● YOUR TASKS
**1)** In the passage on science and archaeology, list every sentence that begins with the word "And".
**2)** Collect every line of the rows that contains the word "tree".

● PAGE

════

If I have a mission, it is to better understand the way science works. And I would say science as a discipline is the distillation of probably all that is the best in homo sapiens. Here we are with our brain that, an ape brain, adapted to hunting and gathering across the Savannahs. And this ape brain has been able to fathom things that use nothing of our senses. The workings of the universe, the ability to fathom that space and time are actually a fabric and that we can detect gravitational waves, ripples in that fabric. This is my first chapter - Einstein's theory of relativity, whose prediction was that there would be gravitational waves and a hundred years after he made that prediction, we detected them as ripples in space time. This is science, the distillation of the best that is in homo sapiens, but we still are homo sapiens with that ape brain and all the other things that come with it.
It is still flawed people who practise and aspire to science. And I think that in telling my stories, I want to show how we've iterated through the centuries and in telling the story of Australian archaeology, how we've gone from archaeology when it was really a history where you couldn't do much more than make imaginative leaps to now with the infiltration of science, those theories are being tested ruthlessly. And I don't think all the archaeologists are enjoying it all that much, but a lot of archaeologists do. I definitely ... What you see now in Archeology's huge multidisciplinary teams and that's the way that it progresses.

════

● THE RECORDS
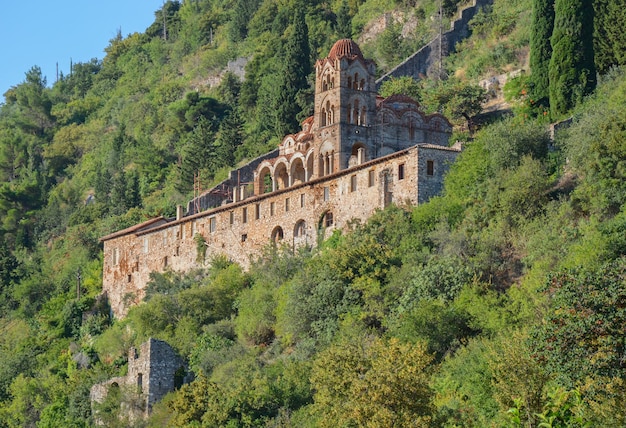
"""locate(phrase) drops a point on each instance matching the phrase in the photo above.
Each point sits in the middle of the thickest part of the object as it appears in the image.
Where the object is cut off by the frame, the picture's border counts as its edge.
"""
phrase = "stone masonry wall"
(421, 62)
(240, 230)
(151, 374)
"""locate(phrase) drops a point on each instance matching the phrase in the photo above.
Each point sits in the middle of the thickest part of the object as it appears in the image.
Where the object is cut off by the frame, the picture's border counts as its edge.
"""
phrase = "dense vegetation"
(500, 303)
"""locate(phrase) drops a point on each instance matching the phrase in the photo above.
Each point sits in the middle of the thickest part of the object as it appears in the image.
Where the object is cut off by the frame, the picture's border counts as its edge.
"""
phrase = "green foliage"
(541, 50)
(580, 338)
(572, 71)
(405, 85)
(379, 382)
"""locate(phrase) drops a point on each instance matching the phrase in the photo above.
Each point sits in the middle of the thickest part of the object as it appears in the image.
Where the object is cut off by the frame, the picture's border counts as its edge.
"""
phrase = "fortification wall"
(151, 374)
(425, 61)
(297, 215)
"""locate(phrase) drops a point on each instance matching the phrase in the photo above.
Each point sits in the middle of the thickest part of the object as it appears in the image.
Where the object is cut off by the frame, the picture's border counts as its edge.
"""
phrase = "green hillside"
(500, 303)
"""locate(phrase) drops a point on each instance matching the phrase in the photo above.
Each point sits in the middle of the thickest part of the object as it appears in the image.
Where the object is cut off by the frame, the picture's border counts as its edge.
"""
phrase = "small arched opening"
(326, 220)
(358, 155)
(265, 182)
(277, 234)
(281, 176)
(297, 171)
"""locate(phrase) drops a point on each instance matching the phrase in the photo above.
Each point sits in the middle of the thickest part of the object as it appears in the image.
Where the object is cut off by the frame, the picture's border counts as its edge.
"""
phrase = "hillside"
(498, 303)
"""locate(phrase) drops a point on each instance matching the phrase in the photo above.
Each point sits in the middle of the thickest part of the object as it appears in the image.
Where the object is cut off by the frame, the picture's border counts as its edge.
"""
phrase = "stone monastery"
(359, 152)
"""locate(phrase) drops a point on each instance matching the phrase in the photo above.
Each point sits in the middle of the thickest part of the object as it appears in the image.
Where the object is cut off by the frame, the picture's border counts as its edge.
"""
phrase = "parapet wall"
(425, 61)
(297, 215)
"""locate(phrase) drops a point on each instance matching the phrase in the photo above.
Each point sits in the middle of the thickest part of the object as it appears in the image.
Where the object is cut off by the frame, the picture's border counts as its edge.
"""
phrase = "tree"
(376, 382)
(581, 340)
(572, 70)
(609, 39)
(294, 77)
(541, 50)
(344, 24)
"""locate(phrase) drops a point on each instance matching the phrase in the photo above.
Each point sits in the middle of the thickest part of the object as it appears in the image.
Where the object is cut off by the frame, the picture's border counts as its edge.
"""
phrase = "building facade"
(359, 152)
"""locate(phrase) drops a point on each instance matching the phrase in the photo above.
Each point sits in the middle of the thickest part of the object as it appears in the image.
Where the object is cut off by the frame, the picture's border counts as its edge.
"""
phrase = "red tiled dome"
(345, 48)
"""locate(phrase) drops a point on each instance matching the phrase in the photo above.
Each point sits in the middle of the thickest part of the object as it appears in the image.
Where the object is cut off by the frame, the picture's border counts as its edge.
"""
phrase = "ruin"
(153, 371)
(359, 152)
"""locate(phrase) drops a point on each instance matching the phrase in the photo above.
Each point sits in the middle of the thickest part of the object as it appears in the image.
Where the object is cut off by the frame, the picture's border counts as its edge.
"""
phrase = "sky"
(44, 32)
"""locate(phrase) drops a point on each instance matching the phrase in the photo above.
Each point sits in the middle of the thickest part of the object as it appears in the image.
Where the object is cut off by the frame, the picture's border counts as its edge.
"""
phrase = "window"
(328, 219)
(430, 167)
(277, 234)
(212, 224)
(300, 229)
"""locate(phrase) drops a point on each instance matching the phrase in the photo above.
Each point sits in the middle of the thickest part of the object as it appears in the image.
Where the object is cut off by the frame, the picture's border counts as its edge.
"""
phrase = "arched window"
(356, 117)
(277, 234)
(300, 229)
(329, 113)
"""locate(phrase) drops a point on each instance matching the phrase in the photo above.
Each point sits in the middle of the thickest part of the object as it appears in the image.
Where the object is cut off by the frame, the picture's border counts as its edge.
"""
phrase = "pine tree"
(294, 78)
(572, 70)
(541, 50)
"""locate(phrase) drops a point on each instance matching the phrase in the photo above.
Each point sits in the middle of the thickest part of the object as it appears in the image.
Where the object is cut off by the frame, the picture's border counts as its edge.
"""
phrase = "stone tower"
(345, 108)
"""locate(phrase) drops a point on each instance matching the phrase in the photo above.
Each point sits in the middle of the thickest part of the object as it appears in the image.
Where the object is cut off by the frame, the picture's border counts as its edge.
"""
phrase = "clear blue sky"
(44, 32)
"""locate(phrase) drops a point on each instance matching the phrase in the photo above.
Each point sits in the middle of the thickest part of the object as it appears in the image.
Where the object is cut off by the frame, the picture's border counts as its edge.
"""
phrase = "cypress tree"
(609, 35)
(572, 69)
(541, 50)
(297, 67)
(344, 26)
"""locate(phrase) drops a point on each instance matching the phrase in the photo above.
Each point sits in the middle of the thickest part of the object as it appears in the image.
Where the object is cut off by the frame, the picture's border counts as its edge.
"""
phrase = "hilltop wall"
(424, 62)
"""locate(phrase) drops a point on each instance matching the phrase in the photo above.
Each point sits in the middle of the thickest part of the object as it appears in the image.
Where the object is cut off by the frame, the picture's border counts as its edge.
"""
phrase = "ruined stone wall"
(295, 215)
(225, 189)
(441, 158)
(151, 374)
(421, 62)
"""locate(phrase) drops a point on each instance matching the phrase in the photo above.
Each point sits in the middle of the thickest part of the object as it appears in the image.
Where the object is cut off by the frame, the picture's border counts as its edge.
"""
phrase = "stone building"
(359, 152)
(153, 371)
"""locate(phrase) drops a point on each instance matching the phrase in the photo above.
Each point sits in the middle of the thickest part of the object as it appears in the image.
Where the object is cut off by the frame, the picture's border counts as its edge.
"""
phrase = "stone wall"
(423, 62)
(153, 371)
(296, 215)
(224, 190)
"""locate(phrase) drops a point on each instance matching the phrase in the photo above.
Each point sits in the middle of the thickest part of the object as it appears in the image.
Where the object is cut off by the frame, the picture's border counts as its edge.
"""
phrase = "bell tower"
(345, 108)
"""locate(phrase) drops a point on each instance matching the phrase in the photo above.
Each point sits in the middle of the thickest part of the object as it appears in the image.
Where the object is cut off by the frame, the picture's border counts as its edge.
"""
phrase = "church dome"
(345, 48)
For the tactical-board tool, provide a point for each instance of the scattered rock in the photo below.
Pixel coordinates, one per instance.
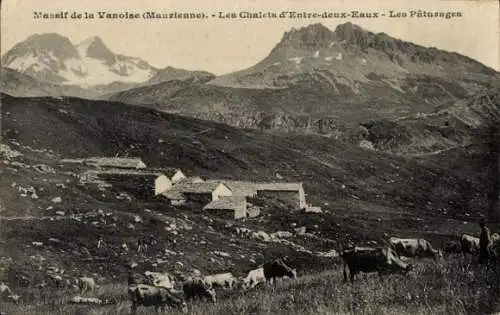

════

● ANSWERS IN ORDER
**1)**
- And I would say science as a discipline is the distillation of probably all that is the best in homo sapiens.
- And this ape brain has been able to fathom things that use nothing of our senses.
- And I think that in telling my stories, I want to show how we've iterated through the centuries and in telling the story of Australian archaeology, how we've gone from archaeology when it was really a history where you couldn't do much more than make imaginative leaps to now with the infiltration of science, those theories are being tested ruthlessly.
- And I don't think all the archaeologists are enjoying it all that much, but a lot of archaeologists do.

**2)**
phrase = "tree"
phrase = "pine tree"
phrase = "cypress tree"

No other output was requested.